#### QUOTED PASSAGE ####

Thursday, January 30, 2014

Tone and Mood

Today morning, for some inexplicable reason, I am in a mood for poetry.
That vague abstraction wherein all moods tumble in the way leaves newly fallen glide along a pathway toward a lazy destination, and while it may be a tumultous sensation for some, for me, it is of having two feet not entirely touching the ground, of lost and stray thoughts coming and going, and a sense of the past interlocking with a lingering sensation of a forgotten future.

Tone has always been important to me. How someone says something to me is almost as effective as what they say. Sometimes, more so, depending on the person and context. Sensitivity being one of my stubborn characteristics (Achilles heel), I am quite susceptible to inflections in tone and vibrations carried across.

So goes it with tones in written content. I have read and appreciated the sensation of a writer's ability to create and cultivate a landscape of mood by tone while variously being criticized by others for lack of credibility in technical aspects such as plot, characters and/or intellectual proficiency of the writer him/herself.

#### DATA EXCERPTS ####

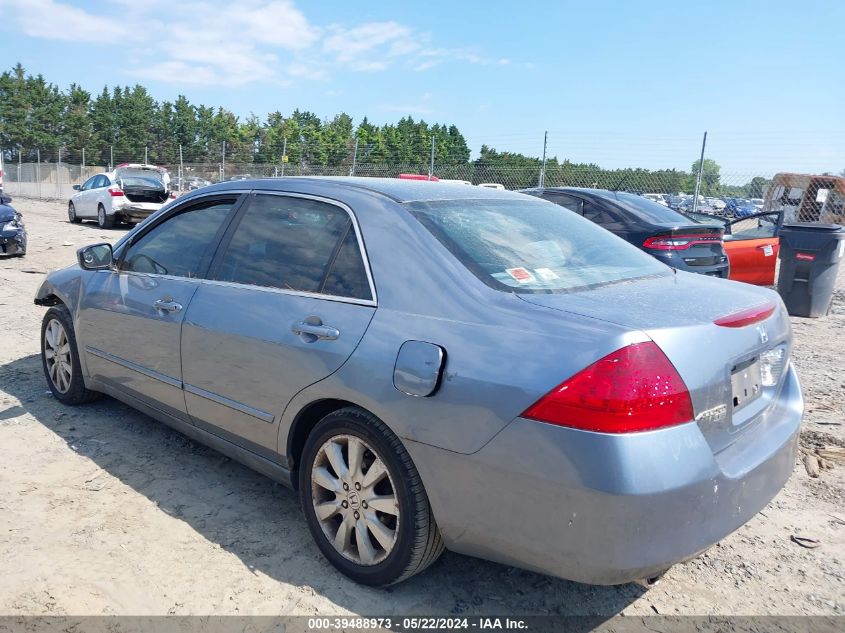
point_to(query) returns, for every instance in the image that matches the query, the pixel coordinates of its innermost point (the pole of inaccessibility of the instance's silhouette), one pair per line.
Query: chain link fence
(51, 175)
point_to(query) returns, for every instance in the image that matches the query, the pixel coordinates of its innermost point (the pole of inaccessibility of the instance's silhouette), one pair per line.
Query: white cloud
(370, 46)
(232, 42)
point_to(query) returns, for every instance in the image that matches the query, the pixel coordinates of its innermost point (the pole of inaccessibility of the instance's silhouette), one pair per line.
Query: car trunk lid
(143, 184)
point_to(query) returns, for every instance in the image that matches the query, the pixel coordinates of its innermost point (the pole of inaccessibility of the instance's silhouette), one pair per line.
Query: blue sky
(617, 83)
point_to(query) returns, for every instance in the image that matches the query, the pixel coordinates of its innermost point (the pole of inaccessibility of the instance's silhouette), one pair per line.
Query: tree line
(37, 115)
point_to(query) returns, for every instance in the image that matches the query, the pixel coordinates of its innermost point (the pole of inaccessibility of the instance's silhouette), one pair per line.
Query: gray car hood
(674, 300)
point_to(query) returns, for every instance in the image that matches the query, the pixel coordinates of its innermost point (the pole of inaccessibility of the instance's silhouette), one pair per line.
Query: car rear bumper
(676, 260)
(136, 212)
(607, 509)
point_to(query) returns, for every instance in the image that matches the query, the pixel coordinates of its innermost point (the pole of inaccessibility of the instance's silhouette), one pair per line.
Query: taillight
(635, 388)
(679, 242)
(747, 317)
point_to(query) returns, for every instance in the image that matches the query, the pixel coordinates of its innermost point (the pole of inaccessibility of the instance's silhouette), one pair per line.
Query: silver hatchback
(439, 366)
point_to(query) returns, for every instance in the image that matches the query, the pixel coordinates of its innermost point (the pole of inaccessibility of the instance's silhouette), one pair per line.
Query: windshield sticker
(522, 275)
(546, 274)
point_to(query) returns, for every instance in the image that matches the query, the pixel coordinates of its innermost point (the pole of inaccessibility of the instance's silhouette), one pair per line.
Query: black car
(662, 232)
(12, 230)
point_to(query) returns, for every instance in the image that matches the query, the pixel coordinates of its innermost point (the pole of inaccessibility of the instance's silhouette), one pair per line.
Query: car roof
(398, 190)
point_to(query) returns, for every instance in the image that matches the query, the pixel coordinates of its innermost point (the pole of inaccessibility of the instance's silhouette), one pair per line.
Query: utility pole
(698, 177)
(223, 164)
(431, 164)
(543, 167)
(354, 158)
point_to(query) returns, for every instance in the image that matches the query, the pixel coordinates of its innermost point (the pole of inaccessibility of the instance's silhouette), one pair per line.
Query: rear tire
(71, 214)
(382, 542)
(60, 358)
(104, 221)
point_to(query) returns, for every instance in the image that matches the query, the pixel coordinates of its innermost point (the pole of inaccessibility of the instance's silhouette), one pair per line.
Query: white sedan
(130, 193)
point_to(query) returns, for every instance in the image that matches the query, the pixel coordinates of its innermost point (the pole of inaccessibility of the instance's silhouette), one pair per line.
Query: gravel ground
(105, 511)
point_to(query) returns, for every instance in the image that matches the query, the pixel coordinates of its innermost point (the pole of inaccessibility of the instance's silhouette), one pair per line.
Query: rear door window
(296, 244)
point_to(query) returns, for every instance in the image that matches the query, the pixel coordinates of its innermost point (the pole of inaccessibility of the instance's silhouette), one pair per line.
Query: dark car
(662, 232)
(12, 230)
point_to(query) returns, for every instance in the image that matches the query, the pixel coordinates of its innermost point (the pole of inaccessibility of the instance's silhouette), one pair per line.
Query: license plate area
(746, 383)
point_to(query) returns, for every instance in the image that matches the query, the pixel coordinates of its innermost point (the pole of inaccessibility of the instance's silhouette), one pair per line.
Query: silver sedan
(437, 366)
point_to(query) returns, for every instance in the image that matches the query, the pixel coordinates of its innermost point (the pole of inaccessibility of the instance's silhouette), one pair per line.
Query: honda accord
(437, 366)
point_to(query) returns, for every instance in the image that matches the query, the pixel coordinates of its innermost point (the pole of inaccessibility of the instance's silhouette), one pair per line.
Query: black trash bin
(809, 260)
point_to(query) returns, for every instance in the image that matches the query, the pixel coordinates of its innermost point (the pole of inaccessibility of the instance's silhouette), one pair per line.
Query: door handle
(314, 331)
(167, 305)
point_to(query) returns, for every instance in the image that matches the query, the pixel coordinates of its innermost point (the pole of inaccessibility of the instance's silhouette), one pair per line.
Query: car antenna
(619, 184)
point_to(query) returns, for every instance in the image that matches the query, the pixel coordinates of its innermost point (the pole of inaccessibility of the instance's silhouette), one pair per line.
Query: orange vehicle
(752, 246)
(752, 242)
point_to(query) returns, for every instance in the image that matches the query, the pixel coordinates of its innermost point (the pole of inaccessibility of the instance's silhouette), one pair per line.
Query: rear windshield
(140, 178)
(532, 246)
(644, 208)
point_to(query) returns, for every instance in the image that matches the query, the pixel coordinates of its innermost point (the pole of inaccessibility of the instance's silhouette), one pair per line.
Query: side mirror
(95, 257)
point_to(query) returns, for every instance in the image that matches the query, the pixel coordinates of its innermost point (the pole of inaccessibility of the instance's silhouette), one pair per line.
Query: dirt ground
(106, 511)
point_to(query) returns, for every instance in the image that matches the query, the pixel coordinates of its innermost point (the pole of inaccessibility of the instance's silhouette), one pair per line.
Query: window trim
(224, 242)
(176, 210)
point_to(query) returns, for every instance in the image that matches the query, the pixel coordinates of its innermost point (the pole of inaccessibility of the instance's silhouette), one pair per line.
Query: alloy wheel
(355, 500)
(57, 356)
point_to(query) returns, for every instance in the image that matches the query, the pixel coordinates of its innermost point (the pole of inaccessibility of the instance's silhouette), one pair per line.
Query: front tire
(71, 214)
(60, 358)
(104, 221)
(364, 501)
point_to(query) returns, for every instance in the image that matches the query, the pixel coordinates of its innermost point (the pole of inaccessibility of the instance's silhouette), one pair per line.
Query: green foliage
(127, 121)
(122, 122)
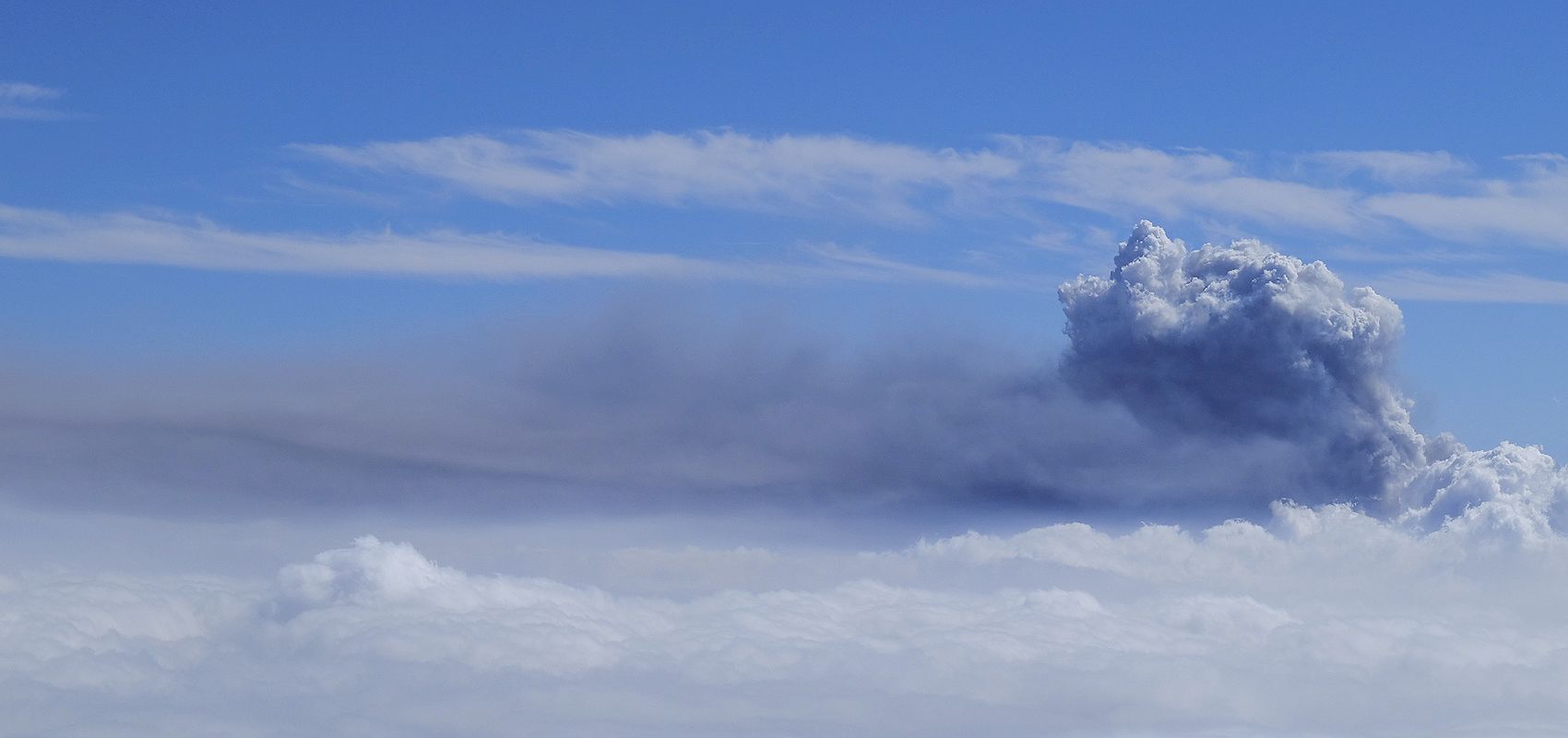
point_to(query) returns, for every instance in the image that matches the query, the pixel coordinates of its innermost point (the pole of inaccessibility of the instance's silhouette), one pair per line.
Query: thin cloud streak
(1491, 287)
(20, 101)
(443, 255)
(1431, 193)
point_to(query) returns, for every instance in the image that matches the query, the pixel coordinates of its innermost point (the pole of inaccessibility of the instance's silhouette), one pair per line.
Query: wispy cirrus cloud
(1489, 287)
(1335, 192)
(717, 168)
(20, 101)
(443, 255)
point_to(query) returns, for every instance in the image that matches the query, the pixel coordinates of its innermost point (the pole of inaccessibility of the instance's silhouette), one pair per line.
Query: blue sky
(804, 369)
(203, 112)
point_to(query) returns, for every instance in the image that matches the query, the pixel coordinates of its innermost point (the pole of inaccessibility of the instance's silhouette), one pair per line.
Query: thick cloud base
(1319, 623)
(1243, 340)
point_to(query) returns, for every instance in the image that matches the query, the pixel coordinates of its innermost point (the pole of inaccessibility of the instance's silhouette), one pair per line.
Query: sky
(710, 369)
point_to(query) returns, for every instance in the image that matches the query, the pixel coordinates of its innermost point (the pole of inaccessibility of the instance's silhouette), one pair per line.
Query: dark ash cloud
(1242, 340)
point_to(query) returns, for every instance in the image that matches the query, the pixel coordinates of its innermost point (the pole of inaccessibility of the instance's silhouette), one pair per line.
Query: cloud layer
(1339, 193)
(1239, 628)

####

THINGS TO DO >>
**1.** In the blog post on tone and mood, what technical aspects do critics fault writers for lacking credibility in?
**2.** Pick up the blog post on tone and mood after its last sentence and continue it in the same reflective voice.
The entries have no role in this work.

OUTPUTS >>
**1.** Plot, characters, and the intellectual proficiency of the writer.

**2.**
I have a guilty pleasure of reading both chic-lit and YA (young adult) fiction simply because of this very reason: the whole feel that is generated out of reading these genres resound pretty well with me. Perhaps there is nothing profound about the actual story, or perhaps the concepts involved are those belonging to a younger generation or age, but somehow they still appeal to me simply because of the way the writer has written.

Likewise, I have browsed around on blogs, and observe how some bloggers (writers) produce a quantity of writing that is lauded by many readers, but after reading much of these pieces, I've felt something lacking in quality. In some instances, somehow sincerity starts to wither away in the writing produced, perhaps by repetition of similar themes, or rather I may get fed up of the same mushy-love-gratitude-sentimentality that keeps getting repackaged up in different wrappings and ribbons but, when you really consider it, remains the same. And the frequency of it happening also perhaps is influencing my perception because somehow it somehow negates sincerity. I also get literary turned off by pieces sounding like they had been written as school assignments; the expression of genuine thoughts and emotions becoming sadly wooden by trying to conform to a solid structure of formality. Or perhaps, this paragraph can be simply considered a rant, and we shall move on.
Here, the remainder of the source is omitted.